REQUEST 1
In the post on the single-season scoring record, what was the result of the September 6 game in which Savarese scored twice?
REQUEST 2
Carry on the post about Metro's single-season scoring record from where it stops.

BWP, 2014
Progression of single-season scoring record
June 18, 2020

We just discussed the progression of the all-time scoring record, so let's do the same exercize for a single season. As all Metro goalscoring goes, it starts with Giovanni Savarese. On September 21, 1996, Gio scored a penalty kick in an otherwise meaningless (unless your name is former Metro front office staffer Louis Ken-Kwofie) 4:1 loss to Tampa Bay. It was his 13th goal in league play, coming in the last game of the regular season. His next goal will be a tad more memorable: on September 24, in the first playoff game in MLS history, Savarese tied DC after coming on as a sub just a minute earlier. That gave him 14 in all competitions.

A year later, Gio did one better in the league, getting to 14 goals by scoring in, once again meaningless, regular season finale. On September 28, Metro topped the Scum 3:1 at RFK. (We say meaningless, but beating DC is always sweet.) He did not score in the Open Cup, and Metro didn't make the playoffs, so the all competitions record stood pat.

A year later, Gio scored twice on September 6 in a 4:3 loss to Columbus. That matched 14 in league play, but gave him 16 in all competitions, since he scored twice in that year's Open Cup.

A year later, Gio was long gone, because Metro was usually run by idiots. Let's move on.

Records from a point-labeling set
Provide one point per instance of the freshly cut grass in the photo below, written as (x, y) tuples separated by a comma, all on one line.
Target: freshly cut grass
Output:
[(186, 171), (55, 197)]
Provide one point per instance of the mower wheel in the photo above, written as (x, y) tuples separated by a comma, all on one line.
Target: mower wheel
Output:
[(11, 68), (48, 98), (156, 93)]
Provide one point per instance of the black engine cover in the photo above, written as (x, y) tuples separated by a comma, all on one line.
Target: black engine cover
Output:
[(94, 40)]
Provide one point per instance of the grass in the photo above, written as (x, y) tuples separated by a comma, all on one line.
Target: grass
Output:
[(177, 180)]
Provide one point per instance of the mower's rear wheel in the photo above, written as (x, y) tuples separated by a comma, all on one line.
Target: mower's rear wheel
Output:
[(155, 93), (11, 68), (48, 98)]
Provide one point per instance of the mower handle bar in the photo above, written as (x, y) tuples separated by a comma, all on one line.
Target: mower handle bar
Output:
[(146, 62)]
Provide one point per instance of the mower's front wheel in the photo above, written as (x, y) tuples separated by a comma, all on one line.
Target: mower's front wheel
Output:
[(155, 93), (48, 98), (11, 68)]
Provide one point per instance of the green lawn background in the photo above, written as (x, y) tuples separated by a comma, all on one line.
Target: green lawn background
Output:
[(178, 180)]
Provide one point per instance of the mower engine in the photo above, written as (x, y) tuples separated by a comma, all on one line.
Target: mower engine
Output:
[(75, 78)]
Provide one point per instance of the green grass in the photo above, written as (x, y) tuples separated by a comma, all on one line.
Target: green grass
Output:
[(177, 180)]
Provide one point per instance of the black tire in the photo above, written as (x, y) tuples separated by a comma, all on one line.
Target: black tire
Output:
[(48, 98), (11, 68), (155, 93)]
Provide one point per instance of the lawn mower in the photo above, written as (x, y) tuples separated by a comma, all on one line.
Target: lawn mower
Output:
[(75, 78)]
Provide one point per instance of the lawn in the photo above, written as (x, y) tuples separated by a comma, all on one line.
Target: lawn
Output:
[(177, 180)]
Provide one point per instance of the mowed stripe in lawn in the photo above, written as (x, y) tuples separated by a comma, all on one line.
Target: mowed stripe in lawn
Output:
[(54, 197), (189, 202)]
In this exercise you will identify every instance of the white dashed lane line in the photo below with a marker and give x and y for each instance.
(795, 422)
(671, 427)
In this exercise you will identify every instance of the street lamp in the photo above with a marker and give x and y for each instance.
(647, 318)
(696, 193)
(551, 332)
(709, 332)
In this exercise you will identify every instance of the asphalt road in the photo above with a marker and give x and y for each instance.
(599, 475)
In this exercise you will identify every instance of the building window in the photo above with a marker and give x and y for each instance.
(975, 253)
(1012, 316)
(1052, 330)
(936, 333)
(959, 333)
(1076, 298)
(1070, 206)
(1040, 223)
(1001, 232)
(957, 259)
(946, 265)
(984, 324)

EXPECTED OUTPUT 1
A 4:3 loss to Columbus.

EXPECTED OUTPUT 2
August 26, 2000 will forever remain in Metro lore: it's the game in which Clint Mathis scored five goals. But it's the last goal in that 6:4 triumph over Dallas that was also the record-breaker: Adolfo Valencia's 15th in league play. On September 5, "El Tren" scored in a 2:1 win over Miami, taking his tally to 16. A week later, in an Open Cup semifinal played on Long Island, Metro played Miami again and lost 3:2. Valencia's late talley made the game close and gave him 17 in all competitions. He would take his total to 21 by scoring four playoff goals, the last two (it should have been three!) in a 3:2 loss to Chicago on October 6.

Valencia's league record stood for seven years, until Juan Pablo Angel arrived in 2007. The Cherubic Assassin scored his 17th from the spot in a 2:2 tie versus Real Salt Lake on September 29. On October 13, he scored twice against Kansas City in a 2:1 win to end with 19. His only non-league goal came on his debut in the Open Cup, so the all competitions record was safe.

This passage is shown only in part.